EXCERPT PROVIDED ▸
● ● ● ● ●

|Proviso East High School|
807 South First Avenue
|School type||public secondary|
|School district||Proviso Twp. HS Dist. 209|
|Superintendent||Dr. Jesse J. Rodriguez|
|Principal||Dr. Patrick J. Hardy|
|Average class size||22.6|
|Student to teacher ratio||17.93|
|Color(s)|| royal blue|
|Athletics conference||West Suburban Conference|
Proviso East High School is a public secondary school in Maywood, Illinois which serves the educational needs of Maywood and three other villages within Proviso Township, Cook County, Illinois: Broadview, Forest Park and Melrose Park. It is the original campus of Proviso Township High Schools District 209. Prior to being split into East and Proviso West High School in 1958, East was known as Proviso Township High School. The school is located at the intersection of Madison Street and First Avenue (which is Illinois Route 171 in that part of Maywood).
Proviso East's history in many ways reflects that of some suburban and urban schools in the United States. While initially serving mostly a Caucasian population, as demographic shifts occurred in the post-World War II years, a larger African-American population moved in creating tensions that were widespread in similar communities across the United States.
Despite the tensions that occurred in the second half of the twentieth century, the school is known for its extensive list of notable alumni. While perhaps best known for its connection to notable NBA players (Jim Brewer and Glenn "Doc" Rivers among the more prominent) and other athletes such as Ray Nitschke, the school has seen other alumni achieve well in other areas, such as Civil Rights Activist and Chairman of the Illinois Black Panther Party Fred Hampton, businesswoman Sheila Johnson, actor Dennis Franz, musician John Prine, and astronaut Eugene Cernan, the last human to walk on the moon.
The current principal is Dr. Patrick J. Hardy.
1911—World War II
The cornerstone of the school was laid on 21 January 1911 in a ceremony presided over by a local lodge of the Ancient Free and Accepted Masons (part of the newspaper story reported the group to be the Knights Templar). The 22 member class of 1911 graduated from the building, even though the school would not be completed until July.
From even its early days, students were no stranger to protest. In May 1913, in retaliation for what students claimed were "harsh methods", an effigy of the principal, J.E. Witmer, was hung from the telegraph wires in front of the school. After the principal removed the effigy in the early evening, another was hung from the flagpole on top of the school. When signs were found painted on the sidewalk in front of the school the next day, the local marshal took every male in the senior class into custody, ordering them to remove the signs under threat of arrest. The next year, 110 students walked out on strike when the principal refused to grant a holiday for Columbus Day.
In October 1915, the school district began the process of selling US$50,000 in bonds for the purpose of expanding the school.
In 1929, work began on a new school building. A bond issue was approved by voters in June, though a lawsuit filed by some local taxpayers led to an injunction blocking the bond issue after construction had begun. The new school construction was eventually completed.
In November 1936, voters in the district approved a bond issue, in conjunction with funding from the Public Works Administration, for the construction of a fieldhouse. The fieldhouse, including a swimming pool, was completed in 1938.
World War II–1950s
The outbreak of World War II brought almost immediately bad news to the school. Several of their alumni had been a part of an Illinois National Guard unit (Baker Company, 192nd Tank Battalion). The unit had been activated by the U.S. Army in 1940, and was caught in heavy fighting in the Philippines. Of the 137 members of the company that were killed or captured while defending the islands against the Japanese invasion, 52 of them were alumni. Those not killed were forced to participate in the Bataan Death March. Starting in September 1942, and for every September since, the loss to the community has been commemorated. In the end, 191 alumni were killed in the war.

● ● ● ● ●

DATASET CONTENT ▸

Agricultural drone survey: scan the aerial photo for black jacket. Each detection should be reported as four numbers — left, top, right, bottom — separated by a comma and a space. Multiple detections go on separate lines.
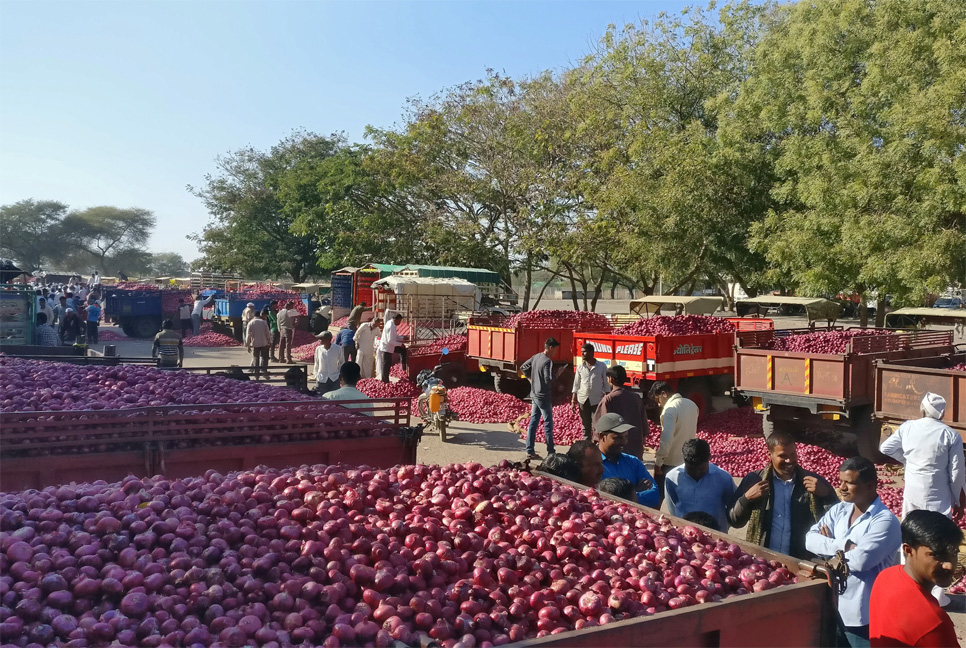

● ● ● ● ●

THE REQUEST ▸ According to the Proviso East High School article, how many of the school's alumni were killed in World War II?

SOLUTION BELOW ▸ 191 alumni were killed in the war.